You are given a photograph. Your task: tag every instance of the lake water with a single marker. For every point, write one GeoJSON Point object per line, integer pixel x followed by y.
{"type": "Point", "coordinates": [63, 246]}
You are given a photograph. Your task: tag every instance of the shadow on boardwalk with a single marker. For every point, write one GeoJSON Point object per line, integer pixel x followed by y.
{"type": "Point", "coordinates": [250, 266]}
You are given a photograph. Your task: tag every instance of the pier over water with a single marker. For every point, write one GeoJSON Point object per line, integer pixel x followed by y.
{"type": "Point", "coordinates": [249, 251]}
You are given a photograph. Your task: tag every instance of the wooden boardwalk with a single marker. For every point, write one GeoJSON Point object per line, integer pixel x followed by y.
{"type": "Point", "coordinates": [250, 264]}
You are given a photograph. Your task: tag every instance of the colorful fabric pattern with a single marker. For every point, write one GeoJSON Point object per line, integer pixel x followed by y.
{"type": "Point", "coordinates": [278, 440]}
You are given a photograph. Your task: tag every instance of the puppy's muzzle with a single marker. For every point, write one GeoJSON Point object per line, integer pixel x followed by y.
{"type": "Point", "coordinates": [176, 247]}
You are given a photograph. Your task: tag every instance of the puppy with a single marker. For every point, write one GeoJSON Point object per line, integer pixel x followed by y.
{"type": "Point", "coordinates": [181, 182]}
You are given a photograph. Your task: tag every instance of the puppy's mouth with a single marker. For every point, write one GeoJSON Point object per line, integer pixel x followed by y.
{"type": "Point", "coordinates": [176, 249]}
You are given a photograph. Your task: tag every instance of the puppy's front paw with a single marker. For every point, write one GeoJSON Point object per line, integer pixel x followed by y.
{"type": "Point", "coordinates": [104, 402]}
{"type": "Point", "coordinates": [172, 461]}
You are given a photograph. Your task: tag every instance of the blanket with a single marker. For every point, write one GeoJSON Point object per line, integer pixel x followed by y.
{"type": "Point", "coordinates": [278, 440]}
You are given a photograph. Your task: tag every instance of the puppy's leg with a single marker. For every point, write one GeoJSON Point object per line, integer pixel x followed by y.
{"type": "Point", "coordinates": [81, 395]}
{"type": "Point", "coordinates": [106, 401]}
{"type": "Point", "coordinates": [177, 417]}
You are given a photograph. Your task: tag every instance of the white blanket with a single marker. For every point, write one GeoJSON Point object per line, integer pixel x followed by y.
+ + + + + + +
* TASK STATEMENT *
All of the records above should be copied exactly.

* THE COMPLETED TASK *
You are given a photograph. Your task: tag every instance of the lake water with a single marker. For every point, write one GeoJSON Point object per line, integer pixel x followed by y.
{"type": "Point", "coordinates": [63, 246]}
You are given a photograph. Your task: tag every instance of the shadow on boardwalk with a single marker. For every point, write one GeoJSON Point object per line, integer pixel x followed by y.
{"type": "Point", "coordinates": [250, 266]}
You are given a photograph. Your task: tag every instance of the pier over water with a single marker. For every point, write one GeoJSON Point object per line, integer pixel x followed by y.
{"type": "Point", "coordinates": [249, 251]}
You are given a photograph. Your task: tag every instance of the wooden boardwalk with a single marker. For every point, write one GeoJSON Point object per line, integer pixel x followed by y.
{"type": "Point", "coordinates": [250, 264]}
You are given a photograph. Your task: tag every instance of the colorful fabric pattern with a single marker. For every point, write one GeoJSON Point object per line, integer pixel x followed by y.
{"type": "Point", "coordinates": [278, 440]}
You are given a photograph. Your task: tag every instance of the puppy's muzzle with a single marker. For every point, write one GeoJSON Point object per line, integer pixel x followed by y.
{"type": "Point", "coordinates": [176, 247]}
You are given a photograph. Your task: tag every instance of the puppy with a single marker. For every point, write one GeoJSON Point object per line, integer pixel x followed by y.
{"type": "Point", "coordinates": [181, 182]}
You are given a photograph. Your task: tag every instance of the puppy's mouth with a single marker. For every point, write one GeoJSON Point object per line, integer pixel x followed by y.
{"type": "Point", "coordinates": [176, 249]}
You are given a photograph. Your task: tag every instance of the puppy's front paw with a single marker. For every point, write one GeoJSON Point object per line, integer pixel x followed by y.
{"type": "Point", "coordinates": [104, 402]}
{"type": "Point", "coordinates": [172, 461]}
You are given a photograph. Your task: tag every instance of the blanket with a single marker. For every point, write one GeoJSON Point object per line, integer pixel x followed by y.
{"type": "Point", "coordinates": [278, 440]}
You are given a photograph. Your task: tag every instance of the puppy's leg with a single marker. For every point, write one GeoJSON Point object per line, integer pixel x followed by y.
{"type": "Point", "coordinates": [81, 395]}
{"type": "Point", "coordinates": [106, 401]}
{"type": "Point", "coordinates": [177, 417]}
You are given a photograph. Your task: tag every instance of the white blanket with a single marker. For every point, write one GeoJSON Point object per line, integer pixel x followed by y.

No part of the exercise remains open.